Rumusan Soal: Sebutkan semua sahabat yang namanya dicantumkan dalam teks tentang Nuzulul Qur’an di bawah ini sebagai juru tulis wahyu pada masa Rasulullah saw.

Bagian Teks:
---------------

Nuzulul Qur’an sebagai Tonggak Literasi dalam Islam

Tradisi menulis dan menghimpun Al-Qur’an menjadi proyek literasi terbesar yang menjaga keaslian ajaran Islam.

Oleh Fatatik Maulidiyah, SAg., M.Pd.I.

LITERASI dalam peradaban Islam berakar dari peristiwa monumental, yakni turunnya wahyu pertama kepada Nabi Muhammad saw. Wahyu tersebut tercantum dalam Surah Al-‘Alaq ayat 1–5 yang dimulai dengan perintah membaca: Iqra’ bismi rabbika alladzi khalaq (Bacalah dengan nama Tuhanmu yang menciptakan). Dalam ayat tersebut, Allah juga menegaskan bahwa Dia mengajarkan manusia dengan perantara pena (qalam), yang menjadi simbol penting dalam tradisi keilmuan dan literasi Islam.

Sementara itu, semangat menulis juga ditegaskan dalam Surah Al-Qalam, yang dimulai dengan sumpah Allah atas pena dan apa yang dituliskan (Nun. Wal-qalami wa ma yasthurun). Dari titik inilah, peradaban Islam mulai meletakkan fondasi literasi yang terus berkembang hingga kini.

Kerja Literasi Terbesar dalam Peradaban Islam

Sejarah mencatat bahwa proyek literasi terbesar dalam peradaban Islam adalah penghimpunan dan penulisan Al-Qur’an. Pada masa Rasulullah saw., wahyu dituliskan oleh para sahabat yang bertugas sebagai juru tulis wahyu, seperti Zaid bin Tsabit, Ali bin Abi Thalib, Mu’awiyah bin Abi Sufyan, dan Ubai bin Ka‘ab. Mereka menuliskan wahyu di pelepah kurma, tulang belulang, dan kulit hewan. Selain itu, banyak sahabat yang menghafalnya secara langsung, menjadikan Al-Qur’an terjaga baik dalam bentuk tulisan maupun hafalan.

Setelah wafatnya Rasulullah saw. Islam menghadapi tantangan besar, terutama setelah Perang Riddah yang menyebabkan banyak penghafal Al-Qur’an gugur. Umar bin Khattab pun mengusulkan kepada Khalifah Abu Bakar untuk menghimpun Al-Qur’an dalam satu mushaf. Tugas besar ini dipercayakan kepada Zaid bin Tsabit, yang dengan cermat mengumpulkan wahyu dari berbagai catatan dan hafalan sahabat, sehingga terbentuklah Mushaf Abu Bakar.

Pada masa Khalifah Utsman bin Affan, perbedaan bacaan Al-Qur’an mulai muncul di berbagai wilayah Islam yang semakin luas. Untuk menjaga keseragaman, Utsman membentuk tim kodifikasi yang kembali dipimpin oleh Zaid bin Tsabit. Mushaf yang dihasilkan kemudian diperbanyak dan disebarkan ke berbagai wilayah, dikenal sebagai Mushaf Utsmani. Mushaf inilah yang menjadi standar bagi umat Islam hingga saat ini, memastikan bahwa Al-Qur’an tetap autentik dan tidak mengalami perubahan.

---------------

Cuplikan Data:
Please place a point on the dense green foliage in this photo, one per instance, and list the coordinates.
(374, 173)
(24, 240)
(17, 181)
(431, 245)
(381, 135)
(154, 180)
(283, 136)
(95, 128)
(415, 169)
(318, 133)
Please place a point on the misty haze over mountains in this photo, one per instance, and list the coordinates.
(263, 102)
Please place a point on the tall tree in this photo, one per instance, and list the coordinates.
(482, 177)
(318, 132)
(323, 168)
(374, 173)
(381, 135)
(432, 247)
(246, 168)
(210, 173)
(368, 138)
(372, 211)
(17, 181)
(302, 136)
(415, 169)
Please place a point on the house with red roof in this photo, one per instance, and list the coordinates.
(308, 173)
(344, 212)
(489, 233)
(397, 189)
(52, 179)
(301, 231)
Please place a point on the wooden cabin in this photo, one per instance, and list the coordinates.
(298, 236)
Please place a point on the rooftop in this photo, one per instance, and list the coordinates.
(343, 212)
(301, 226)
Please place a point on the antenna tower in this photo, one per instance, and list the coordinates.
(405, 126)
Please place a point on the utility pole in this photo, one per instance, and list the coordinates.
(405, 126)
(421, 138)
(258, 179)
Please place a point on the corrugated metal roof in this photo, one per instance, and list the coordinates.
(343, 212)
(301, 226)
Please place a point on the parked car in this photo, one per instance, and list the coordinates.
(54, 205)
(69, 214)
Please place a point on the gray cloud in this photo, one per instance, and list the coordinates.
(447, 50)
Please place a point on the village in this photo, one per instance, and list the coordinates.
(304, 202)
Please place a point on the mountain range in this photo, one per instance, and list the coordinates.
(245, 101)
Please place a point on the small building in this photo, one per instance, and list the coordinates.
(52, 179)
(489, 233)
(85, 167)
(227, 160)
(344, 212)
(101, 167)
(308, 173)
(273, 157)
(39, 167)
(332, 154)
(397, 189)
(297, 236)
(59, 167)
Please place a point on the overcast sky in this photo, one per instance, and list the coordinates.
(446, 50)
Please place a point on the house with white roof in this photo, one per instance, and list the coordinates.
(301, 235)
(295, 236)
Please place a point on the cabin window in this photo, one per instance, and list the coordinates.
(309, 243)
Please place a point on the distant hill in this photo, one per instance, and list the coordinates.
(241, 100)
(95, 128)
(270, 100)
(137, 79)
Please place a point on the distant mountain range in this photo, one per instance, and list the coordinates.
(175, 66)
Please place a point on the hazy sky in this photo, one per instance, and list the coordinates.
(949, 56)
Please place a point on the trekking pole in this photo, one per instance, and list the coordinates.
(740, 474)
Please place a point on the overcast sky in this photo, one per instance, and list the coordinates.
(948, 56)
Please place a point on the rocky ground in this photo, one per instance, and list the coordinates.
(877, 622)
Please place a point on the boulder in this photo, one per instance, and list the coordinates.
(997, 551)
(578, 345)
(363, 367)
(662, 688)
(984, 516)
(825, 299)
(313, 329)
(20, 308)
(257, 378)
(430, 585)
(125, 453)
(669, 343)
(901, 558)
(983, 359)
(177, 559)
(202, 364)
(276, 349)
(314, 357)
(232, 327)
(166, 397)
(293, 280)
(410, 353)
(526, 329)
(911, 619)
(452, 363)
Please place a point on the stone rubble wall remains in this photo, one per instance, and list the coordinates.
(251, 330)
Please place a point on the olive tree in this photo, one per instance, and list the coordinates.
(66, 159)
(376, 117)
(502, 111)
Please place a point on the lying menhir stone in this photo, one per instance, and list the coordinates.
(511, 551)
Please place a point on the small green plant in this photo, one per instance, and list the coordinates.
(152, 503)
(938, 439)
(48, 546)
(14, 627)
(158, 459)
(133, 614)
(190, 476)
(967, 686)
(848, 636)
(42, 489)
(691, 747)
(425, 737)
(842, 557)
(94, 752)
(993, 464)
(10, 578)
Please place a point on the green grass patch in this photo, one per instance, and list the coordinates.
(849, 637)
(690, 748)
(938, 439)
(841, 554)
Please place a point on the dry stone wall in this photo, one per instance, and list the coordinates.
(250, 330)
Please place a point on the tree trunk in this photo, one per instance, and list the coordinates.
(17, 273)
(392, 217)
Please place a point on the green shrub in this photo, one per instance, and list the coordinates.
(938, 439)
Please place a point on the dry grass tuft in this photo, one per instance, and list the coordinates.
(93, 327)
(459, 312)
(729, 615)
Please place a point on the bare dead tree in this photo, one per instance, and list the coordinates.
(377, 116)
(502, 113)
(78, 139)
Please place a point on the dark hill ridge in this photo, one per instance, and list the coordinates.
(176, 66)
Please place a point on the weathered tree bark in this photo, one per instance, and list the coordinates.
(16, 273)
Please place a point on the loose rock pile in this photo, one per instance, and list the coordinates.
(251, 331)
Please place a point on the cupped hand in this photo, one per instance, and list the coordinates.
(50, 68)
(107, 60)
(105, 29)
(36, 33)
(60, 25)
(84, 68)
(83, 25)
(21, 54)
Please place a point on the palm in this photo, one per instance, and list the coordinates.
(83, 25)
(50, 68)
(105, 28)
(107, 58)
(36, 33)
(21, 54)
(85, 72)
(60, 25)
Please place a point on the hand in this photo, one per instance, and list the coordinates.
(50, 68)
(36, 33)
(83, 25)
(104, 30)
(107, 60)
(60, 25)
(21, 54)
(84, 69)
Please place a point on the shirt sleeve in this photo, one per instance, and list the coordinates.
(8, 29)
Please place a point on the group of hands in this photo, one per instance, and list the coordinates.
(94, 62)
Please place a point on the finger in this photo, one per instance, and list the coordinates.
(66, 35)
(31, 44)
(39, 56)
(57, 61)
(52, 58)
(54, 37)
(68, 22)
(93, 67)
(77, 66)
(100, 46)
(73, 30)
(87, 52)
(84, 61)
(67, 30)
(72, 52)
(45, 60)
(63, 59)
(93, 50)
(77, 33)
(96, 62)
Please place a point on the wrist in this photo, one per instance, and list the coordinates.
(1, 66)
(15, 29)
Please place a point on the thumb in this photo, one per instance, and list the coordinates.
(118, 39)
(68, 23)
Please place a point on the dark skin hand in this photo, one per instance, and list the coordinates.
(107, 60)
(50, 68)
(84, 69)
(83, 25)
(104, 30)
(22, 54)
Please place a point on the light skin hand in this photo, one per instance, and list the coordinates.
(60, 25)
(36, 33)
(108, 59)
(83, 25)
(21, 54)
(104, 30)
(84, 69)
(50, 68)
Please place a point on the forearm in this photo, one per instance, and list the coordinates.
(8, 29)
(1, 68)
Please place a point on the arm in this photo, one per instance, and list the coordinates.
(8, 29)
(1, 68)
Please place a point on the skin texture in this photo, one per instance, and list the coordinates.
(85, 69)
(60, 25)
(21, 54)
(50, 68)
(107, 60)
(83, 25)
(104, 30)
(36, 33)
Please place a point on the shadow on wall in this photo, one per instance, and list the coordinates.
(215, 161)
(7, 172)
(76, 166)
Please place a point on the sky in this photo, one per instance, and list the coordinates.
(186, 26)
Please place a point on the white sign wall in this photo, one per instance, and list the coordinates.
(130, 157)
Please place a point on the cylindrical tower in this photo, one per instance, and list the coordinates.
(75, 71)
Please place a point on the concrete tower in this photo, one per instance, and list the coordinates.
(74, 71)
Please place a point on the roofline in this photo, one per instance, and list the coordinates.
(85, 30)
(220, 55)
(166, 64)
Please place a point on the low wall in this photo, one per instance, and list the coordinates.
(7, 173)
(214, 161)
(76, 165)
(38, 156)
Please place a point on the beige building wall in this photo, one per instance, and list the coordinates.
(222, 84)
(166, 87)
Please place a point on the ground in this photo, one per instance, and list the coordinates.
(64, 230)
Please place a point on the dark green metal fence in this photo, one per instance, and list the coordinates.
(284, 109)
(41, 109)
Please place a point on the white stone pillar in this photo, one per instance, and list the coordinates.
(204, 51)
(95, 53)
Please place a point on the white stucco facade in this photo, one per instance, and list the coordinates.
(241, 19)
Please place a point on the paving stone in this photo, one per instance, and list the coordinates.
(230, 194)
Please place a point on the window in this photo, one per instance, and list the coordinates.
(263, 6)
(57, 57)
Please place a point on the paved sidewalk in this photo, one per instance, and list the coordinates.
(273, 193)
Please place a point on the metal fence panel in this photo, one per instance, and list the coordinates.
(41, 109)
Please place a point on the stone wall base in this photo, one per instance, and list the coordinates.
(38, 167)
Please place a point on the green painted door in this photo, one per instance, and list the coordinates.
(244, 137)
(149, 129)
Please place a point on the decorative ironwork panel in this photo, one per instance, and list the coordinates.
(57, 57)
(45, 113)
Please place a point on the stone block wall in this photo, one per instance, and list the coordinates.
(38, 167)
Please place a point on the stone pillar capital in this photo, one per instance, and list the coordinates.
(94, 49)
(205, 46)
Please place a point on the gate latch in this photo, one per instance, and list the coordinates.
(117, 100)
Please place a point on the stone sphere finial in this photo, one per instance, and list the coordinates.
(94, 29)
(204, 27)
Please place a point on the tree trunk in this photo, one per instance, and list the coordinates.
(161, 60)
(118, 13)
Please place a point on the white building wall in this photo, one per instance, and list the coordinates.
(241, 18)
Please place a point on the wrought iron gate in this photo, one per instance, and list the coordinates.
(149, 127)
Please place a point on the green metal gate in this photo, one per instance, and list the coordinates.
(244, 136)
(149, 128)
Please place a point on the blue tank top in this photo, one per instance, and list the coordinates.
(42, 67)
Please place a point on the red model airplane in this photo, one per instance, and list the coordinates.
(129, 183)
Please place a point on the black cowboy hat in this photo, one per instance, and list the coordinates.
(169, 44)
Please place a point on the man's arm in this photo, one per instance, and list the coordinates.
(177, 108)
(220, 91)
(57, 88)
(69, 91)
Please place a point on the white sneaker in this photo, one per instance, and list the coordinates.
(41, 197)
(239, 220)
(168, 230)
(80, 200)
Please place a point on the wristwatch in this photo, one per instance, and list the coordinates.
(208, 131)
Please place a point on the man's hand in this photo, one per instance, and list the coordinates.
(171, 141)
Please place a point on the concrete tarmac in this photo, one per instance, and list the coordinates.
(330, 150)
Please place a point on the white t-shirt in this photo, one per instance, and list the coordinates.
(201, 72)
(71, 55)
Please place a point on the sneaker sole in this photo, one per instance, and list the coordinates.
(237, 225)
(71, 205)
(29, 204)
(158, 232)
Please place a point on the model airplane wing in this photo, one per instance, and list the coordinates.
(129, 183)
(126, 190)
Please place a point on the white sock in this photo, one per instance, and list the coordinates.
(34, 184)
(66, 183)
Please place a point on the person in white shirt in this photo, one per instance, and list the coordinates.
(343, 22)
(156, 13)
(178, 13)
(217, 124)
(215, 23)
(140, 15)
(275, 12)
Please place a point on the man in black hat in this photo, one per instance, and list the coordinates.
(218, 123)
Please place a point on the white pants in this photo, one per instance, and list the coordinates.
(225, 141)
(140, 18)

---------------

Jawaban Latihan: Zaid bin Tsabit, Ali bin Abi Thalib, Mu’awiyah bin Abi Sufyan, dan Ubai bin Ka‘ab.